* 練習問題 *
1/ 原文抜粋を読み、次の問いに答えてください。
(a) 話し手は、ここ半年くらい何について考えて悩んでいると言っていますか。
(b) 入荷したとして最初に紹介された品は何ですか。
(c) 話し相手は何という名前で呼ばれていますか。
2/ 次の各文が原文抜粋の内容と合っているかどうかを「はい」か「いいえ」で答え、判断の根拠となる原文抜粋の語句をそのまま引用してください。
(a) 話し手は一年ほど前から店の今後について悩んでいる。
(b) これからの二輪販売店は大きく変わっていくと述べられている。
(c) 紹介されたシャフトはアルミ製である。
3/ 二輪販売店での会話を記した原文抜粋を、最後の発言「そしてこちらをご覧あそばせよ、アニジャさんコレコレ!」の次から書き継いでください。

* 原文抜粋 *
「ふぅぅぅ~」
「どうした、どうした?」
「はぁぁぁ~」
「いやね、今後のオートショップアオヤマの在り方をここ半年くらい考えて悩んでいるんだよ、アニジャくん…」
「なんだ、どうした…」
「これからの二輪販売店は大きく変革していくことになるからさ、今までウチを支えてくれたお客様を第一に中長期的に責任ある経営判断をしなくてはならない時がやって来たってことさ」
「今日はまた、柄にもなく真面目な内容だな…」
「そんな迷える立派な竿をお持ちのてんちょーの元にさ…」
「さ、竿…」
「立派な竿が入荷したって話さ」
「ん…」
「下ネタか?…まさか冒頭の流れからそれは無い…よな」
「立派な竿をお持ちのてんちょーの元にやってきた竿をどうぞご覧ください!」
「ハアァァイ!まずは、その硬さではてんちょーのモノにも匹敵するであろうクロモリ製スイングアームピボットシャフトでござぁ~い」
「よく見てこの先端のカリ具合!しかも、こんな固いのでイカれたらどうしますアニジャさんよってことですよ!!」
「すんごぉぉい、こんなのはじめてぇぇ…って言ってみな」
「言うかぁぁ!!」
「ていうかシレっといつもの感じになってねーか?」
「コイツを駆使すりゃライバルたちの茂みにもグイグイ分け入ることが出来るってもんじゃないですかアニジャさんよ!わかるぅぅ!」
「いつにも増して下ネタ暴走中だな、冒頭の真面目なてんちょーはどこ行った」
「そしてこちらをご覧あそばせよ、アニジャさんコレコレ!」

* 提供資料 *
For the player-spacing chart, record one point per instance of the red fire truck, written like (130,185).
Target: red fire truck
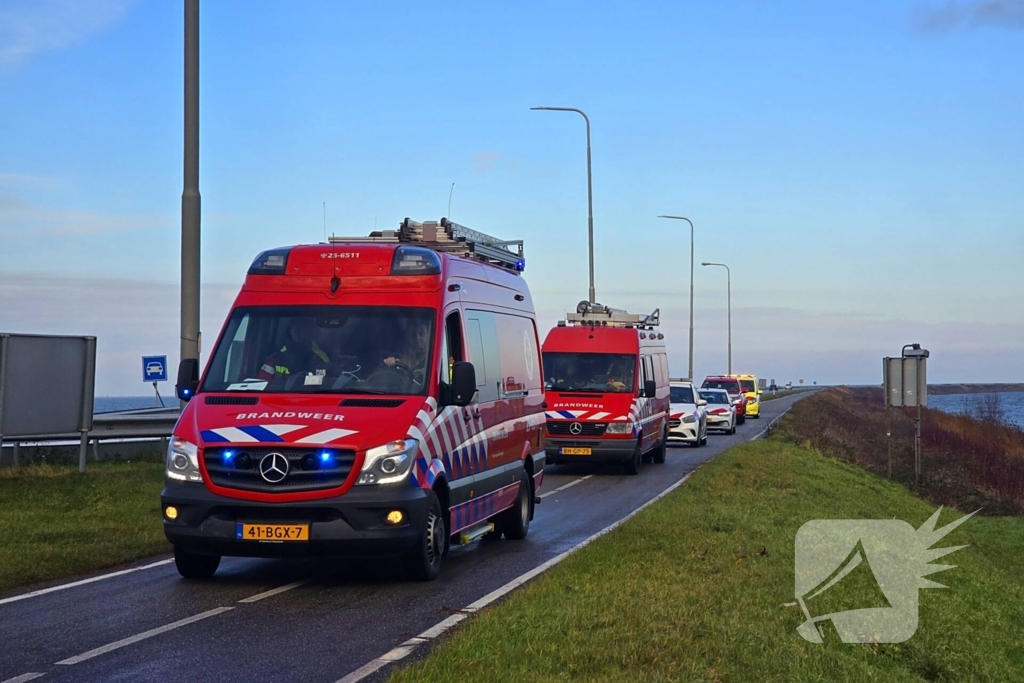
(607,388)
(376,396)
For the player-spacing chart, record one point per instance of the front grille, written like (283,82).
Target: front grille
(306,470)
(231,400)
(588,428)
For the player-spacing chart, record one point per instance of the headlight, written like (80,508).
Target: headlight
(182,461)
(389,463)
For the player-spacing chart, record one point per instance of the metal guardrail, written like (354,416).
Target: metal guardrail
(147,423)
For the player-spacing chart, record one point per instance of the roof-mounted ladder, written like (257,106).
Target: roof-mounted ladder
(597,314)
(451,238)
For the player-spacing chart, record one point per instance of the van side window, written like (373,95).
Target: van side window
(451,346)
(482,332)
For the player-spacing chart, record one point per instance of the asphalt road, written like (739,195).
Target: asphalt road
(329,620)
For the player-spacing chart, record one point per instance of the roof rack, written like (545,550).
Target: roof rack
(595,313)
(443,236)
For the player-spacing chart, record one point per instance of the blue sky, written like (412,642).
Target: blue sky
(856,164)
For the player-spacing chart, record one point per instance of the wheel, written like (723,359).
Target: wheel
(658,453)
(632,465)
(514,522)
(192,565)
(423,562)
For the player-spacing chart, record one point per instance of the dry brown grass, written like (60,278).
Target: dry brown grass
(967,463)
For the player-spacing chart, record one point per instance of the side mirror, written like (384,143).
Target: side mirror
(463,383)
(650,388)
(187,381)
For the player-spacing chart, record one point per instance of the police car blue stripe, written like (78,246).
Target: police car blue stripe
(261,434)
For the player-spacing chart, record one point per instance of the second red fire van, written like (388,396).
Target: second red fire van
(375,396)
(607,388)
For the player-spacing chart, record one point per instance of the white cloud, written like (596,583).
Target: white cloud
(129,318)
(31,27)
(18,217)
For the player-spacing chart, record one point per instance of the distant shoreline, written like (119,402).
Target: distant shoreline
(939,389)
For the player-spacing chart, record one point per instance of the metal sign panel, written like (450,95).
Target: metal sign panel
(905,381)
(46,384)
(154,368)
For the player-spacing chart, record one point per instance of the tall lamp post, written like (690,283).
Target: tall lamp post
(690,376)
(189,197)
(728,282)
(590,189)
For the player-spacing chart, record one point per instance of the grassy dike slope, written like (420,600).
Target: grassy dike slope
(55,522)
(692,590)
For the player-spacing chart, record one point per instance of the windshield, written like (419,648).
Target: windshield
(682,395)
(732,386)
(325,349)
(589,372)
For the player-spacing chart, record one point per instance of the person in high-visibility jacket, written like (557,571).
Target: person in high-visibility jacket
(299,353)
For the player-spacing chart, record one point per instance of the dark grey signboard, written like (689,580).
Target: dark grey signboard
(46,385)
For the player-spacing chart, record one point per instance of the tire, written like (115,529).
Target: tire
(632,466)
(423,562)
(514,522)
(193,565)
(657,454)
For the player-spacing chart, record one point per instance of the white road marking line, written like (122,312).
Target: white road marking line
(82,583)
(142,636)
(24,678)
(274,591)
(410,645)
(563,486)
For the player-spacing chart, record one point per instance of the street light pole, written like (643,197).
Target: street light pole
(728,281)
(590,187)
(189,336)
(690,376)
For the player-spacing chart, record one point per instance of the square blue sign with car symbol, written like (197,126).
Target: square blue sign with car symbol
(154,368)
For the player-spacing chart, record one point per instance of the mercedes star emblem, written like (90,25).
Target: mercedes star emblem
(273,468)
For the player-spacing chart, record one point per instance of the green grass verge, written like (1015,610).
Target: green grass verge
(692,590)
(55,522)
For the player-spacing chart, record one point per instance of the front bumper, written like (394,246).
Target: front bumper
(349,525)
(724,422)
(602,450)
(686,432)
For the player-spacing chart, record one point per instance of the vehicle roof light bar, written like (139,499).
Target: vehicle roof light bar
(597,314)
(443,236)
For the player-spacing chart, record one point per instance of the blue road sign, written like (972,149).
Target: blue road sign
(154,368)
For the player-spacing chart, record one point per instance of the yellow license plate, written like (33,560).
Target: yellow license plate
(273,532)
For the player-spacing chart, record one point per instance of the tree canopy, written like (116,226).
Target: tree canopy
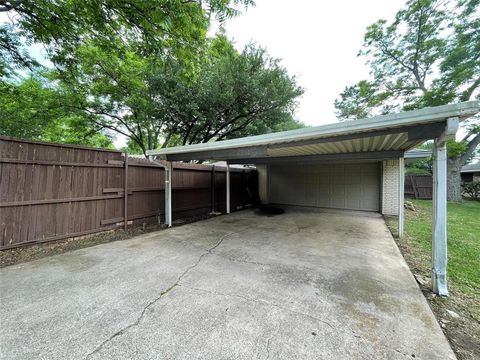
(429,55)
(145,70)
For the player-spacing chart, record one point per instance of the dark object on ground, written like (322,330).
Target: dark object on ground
(273,210)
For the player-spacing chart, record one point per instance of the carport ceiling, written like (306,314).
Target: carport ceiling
(381,137)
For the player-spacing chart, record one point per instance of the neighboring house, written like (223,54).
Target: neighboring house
(354,165)
(471,172)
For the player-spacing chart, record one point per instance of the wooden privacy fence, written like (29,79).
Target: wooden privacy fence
(419,187)
(52,191)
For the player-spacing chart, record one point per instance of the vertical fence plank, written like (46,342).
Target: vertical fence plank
(55,191)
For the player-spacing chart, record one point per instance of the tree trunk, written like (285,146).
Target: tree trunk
(454,179)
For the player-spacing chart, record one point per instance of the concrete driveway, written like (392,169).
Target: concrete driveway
(303,285)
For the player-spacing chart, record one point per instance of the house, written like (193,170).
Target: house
(356,165)
(471,172)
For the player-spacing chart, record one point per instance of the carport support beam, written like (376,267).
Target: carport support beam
(439,231)
(168,193)
(401,197)
(227,175)
(439,205)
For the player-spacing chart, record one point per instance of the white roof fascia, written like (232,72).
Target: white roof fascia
(407,118)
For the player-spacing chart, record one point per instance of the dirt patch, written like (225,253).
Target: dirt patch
(33,252)
(458,314)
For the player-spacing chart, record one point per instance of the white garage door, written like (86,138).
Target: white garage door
(340,186)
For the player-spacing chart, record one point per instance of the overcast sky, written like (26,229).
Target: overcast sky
(318,41)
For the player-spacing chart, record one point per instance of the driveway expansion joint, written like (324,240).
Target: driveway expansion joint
(152,302)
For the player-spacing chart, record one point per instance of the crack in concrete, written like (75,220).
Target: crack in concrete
(262,301)
(269,341)
(152,302)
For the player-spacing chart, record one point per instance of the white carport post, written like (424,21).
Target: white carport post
(168,193)
(227,174)
(439,205)
(401,197)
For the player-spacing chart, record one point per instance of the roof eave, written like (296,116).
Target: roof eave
(422,116)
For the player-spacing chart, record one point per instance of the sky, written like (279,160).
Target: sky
(318,42)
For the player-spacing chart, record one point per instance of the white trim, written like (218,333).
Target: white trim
(439,227)
(168,193)
(401,197)
(228,189)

* 練習問題の解答 *
1/
(a) 今後のオートショップアオヤマの在り方です。
(b) クロモリ製スイングアームピボットシャフトです。
(c) アニジャ(「アニジャくん」「アニジャさん」)です。

2/
(a) いいえ。「ここ半年くらい考えて悩んでいる」
(b) はい。「これからの二輪販売店は大きく変革していくことになる」
(c) いいえ。「クロモリ製スイングアームピボットシャフト」

3/
「ほうら、ご開帳ぅぅぅぅ!!」
「目を逸らさないでようく見てごらん…この金色に輝く、ぶっとくて長い竿を!」
「てんちょーもいろいろと仕込んですんごいモノには仕上げたがコイツにゃー負ける!」
「いや、もう無理!!」
「もう許してぇ…堪忍してぇぇ!!」
「でもコイツさえ手に入れちまえば…」
「嫌がる彼女…いや、ライバルたちの奥の院まで突き刺すことが…」
「そうかコイツが欲しいのか」
「それなら、欲しいぃぃぃ!!って言ってみなアニジャ!」
「だから言わねぇぇって!!もうやめろよー!!」
「だめだって!!オフィシャルで超えちゃいけねー一線を今越えようとしてんだぜアンタ!!わかってんのか!!」
「でも…」
「でも?」
「俺たちゃ、悩んでるてんちょーなんか見たくねぇ…」
「俺たちの知ってる卑猥極まりないてんちょーが帰ってきて…うれしい…よ」
「アニジャァァァァ~!!」
ヒシ!!
「ひし!!じゃねーよ!!どう考えたってアウトだろ今回…」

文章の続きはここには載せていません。